Prompt: Repeat each record below exactly, dropping the pictures.

Raw data:
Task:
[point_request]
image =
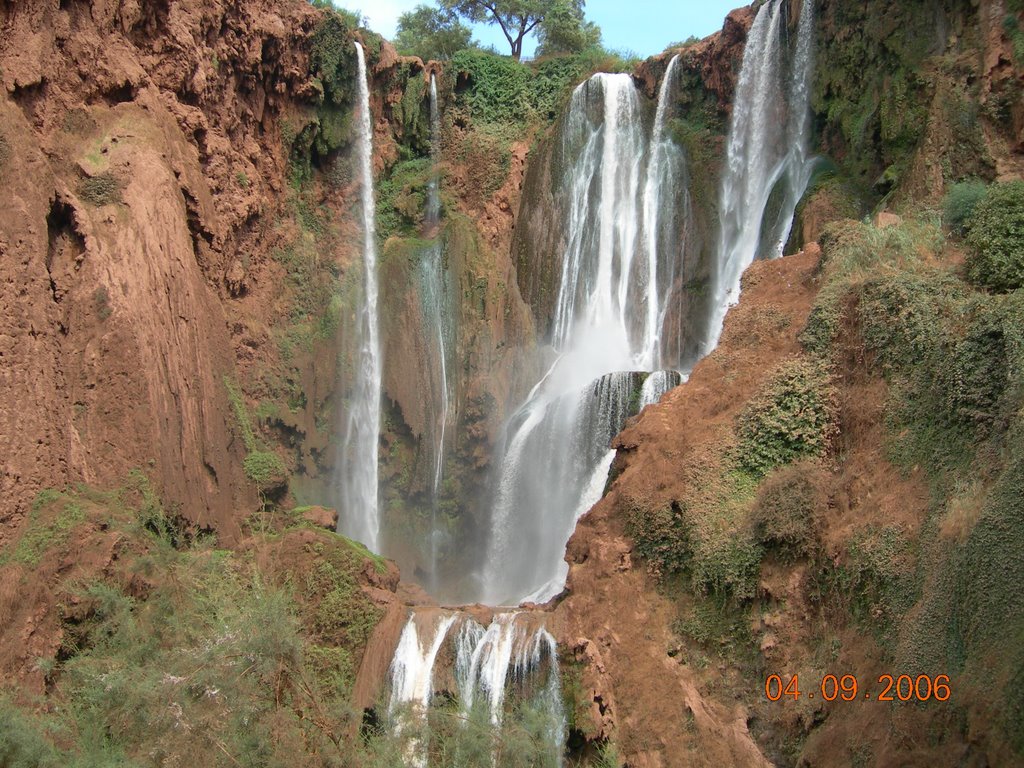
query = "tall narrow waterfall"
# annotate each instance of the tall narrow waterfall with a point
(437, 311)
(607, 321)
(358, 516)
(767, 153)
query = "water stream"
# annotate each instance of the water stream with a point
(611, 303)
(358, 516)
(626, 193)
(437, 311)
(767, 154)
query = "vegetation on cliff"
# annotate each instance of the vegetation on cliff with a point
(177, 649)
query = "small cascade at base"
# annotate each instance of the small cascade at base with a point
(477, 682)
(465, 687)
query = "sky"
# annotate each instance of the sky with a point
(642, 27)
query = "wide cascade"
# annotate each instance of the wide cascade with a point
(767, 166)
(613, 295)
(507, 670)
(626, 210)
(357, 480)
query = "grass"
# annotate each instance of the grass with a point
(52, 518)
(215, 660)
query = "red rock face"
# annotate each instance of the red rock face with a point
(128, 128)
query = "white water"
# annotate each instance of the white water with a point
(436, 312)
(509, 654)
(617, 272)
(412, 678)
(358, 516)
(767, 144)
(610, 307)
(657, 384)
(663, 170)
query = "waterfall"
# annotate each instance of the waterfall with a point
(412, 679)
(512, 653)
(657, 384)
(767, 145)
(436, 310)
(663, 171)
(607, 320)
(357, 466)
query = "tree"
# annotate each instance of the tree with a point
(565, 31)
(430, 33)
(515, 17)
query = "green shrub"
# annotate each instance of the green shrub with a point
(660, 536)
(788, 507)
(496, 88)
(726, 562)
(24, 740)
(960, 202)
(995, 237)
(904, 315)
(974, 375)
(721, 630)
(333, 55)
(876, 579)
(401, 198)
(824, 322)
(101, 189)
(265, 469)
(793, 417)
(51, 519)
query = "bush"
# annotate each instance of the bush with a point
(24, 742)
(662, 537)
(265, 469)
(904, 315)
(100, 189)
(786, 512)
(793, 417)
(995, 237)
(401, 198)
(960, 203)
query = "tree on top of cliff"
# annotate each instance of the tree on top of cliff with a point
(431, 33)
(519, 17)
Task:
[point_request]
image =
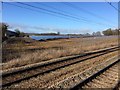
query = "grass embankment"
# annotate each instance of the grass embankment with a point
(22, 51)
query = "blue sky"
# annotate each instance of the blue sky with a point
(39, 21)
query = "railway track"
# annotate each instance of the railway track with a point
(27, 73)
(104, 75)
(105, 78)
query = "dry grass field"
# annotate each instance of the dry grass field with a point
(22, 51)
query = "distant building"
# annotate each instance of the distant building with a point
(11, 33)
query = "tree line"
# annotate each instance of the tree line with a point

Worked answer:
Task:
[point_request]
image =
query = "tall narrow waterfall"
# annotate each instance of the tall narrow waterfall with a point
(437, 311)
(607, 321)
(358, 516)
(767, 153)
query = "water stream"
# annotate each instance of the water stream with a point
(611, 303)
(358, 516)
(626, 193)
(437, 311)
(767, 154)
query = "vegetation on cliff"
# annotate each instance of the vegetation on cliff with a point
(177, 649)
query = "small cascade at base"
# annotate each instance of the small cascade at base with a point
(477, 682)
(465, 687)
query = "sky"
# annotate each instance of the sky with a point
(642, 27)
query = "wide cascade"
# annotate each instance of the wide cascade with a point
(767, 166)
(613, 295)
(507, 670)
(626, 210)
(357, 480)
query = "grass"
# annotate each instance of the grass with a point
(52, 518)
(215, 660)
query = "red rock face"
# annotate each instance of the red rock face with a point
(128, 128)
query = "white water"
# annotate each instance of the white water with a point
(436, 312)
(509, 654)
(617, 272)
(412, 678)
(358, 516)
(767, 144)
(610, 307)
(657, 384)
(663, 170)
query = "waterfall"
# annotate each instance of the waterfall with a point
(412, 679)
(512, 653)
(657, 384)
(767, 145)
(436, 310)
(663, 171)
(607, 320)
(357, 466)
query = "tree"
# annotate each instance of the tree with a point
(565, 31)
(430, 33)
(515, 17)
query = "green shrub"
# annotate each instance of the green shrub with a point
(660, 536)
(788, 507)
(496, 88)
(726, 562)
(24, 740)
(960, 202)
(995, 237)
(904, 315)
(974, 375)
(721, 630)
(333, 55)
(876, 579)
(401, 198)
(824, 322)
(101, 189)
(265, 469)
(793, 417)
(51, 519)
query = "bush"
# annotate each instance of the bush with a point
(24, 742)
(662, 537)
(265, 469)
(904, 315)
(100, 189)
(786, 512)
(793, 417)
(995, 237)
(401, 198)
(960, 203)
query = "tree on top of cliff"
# annotate each instance of the tree on top of cliff with a point
(431, 33)
(519, 17)
Task:
[point_request]
image =
query = "grass embankment"
# annotate each instance of the grass embankment with a point
(22, 51)
query = "blue sky"
# annotate each instance of the blue sky with a point
(39, 21)
query = "railway track"
# annotate each instance of the railway track with a point
(27, 73)
(104, 75)
(105, 78)
query = "dry grass field"
# annotate each instance of the dry grass field with a point
(22, 51)
query = "distant building"
# annotate each instance of the distant building with a point
(11, 33)
query = "tree line"
# annotate each instance of the tree line with a point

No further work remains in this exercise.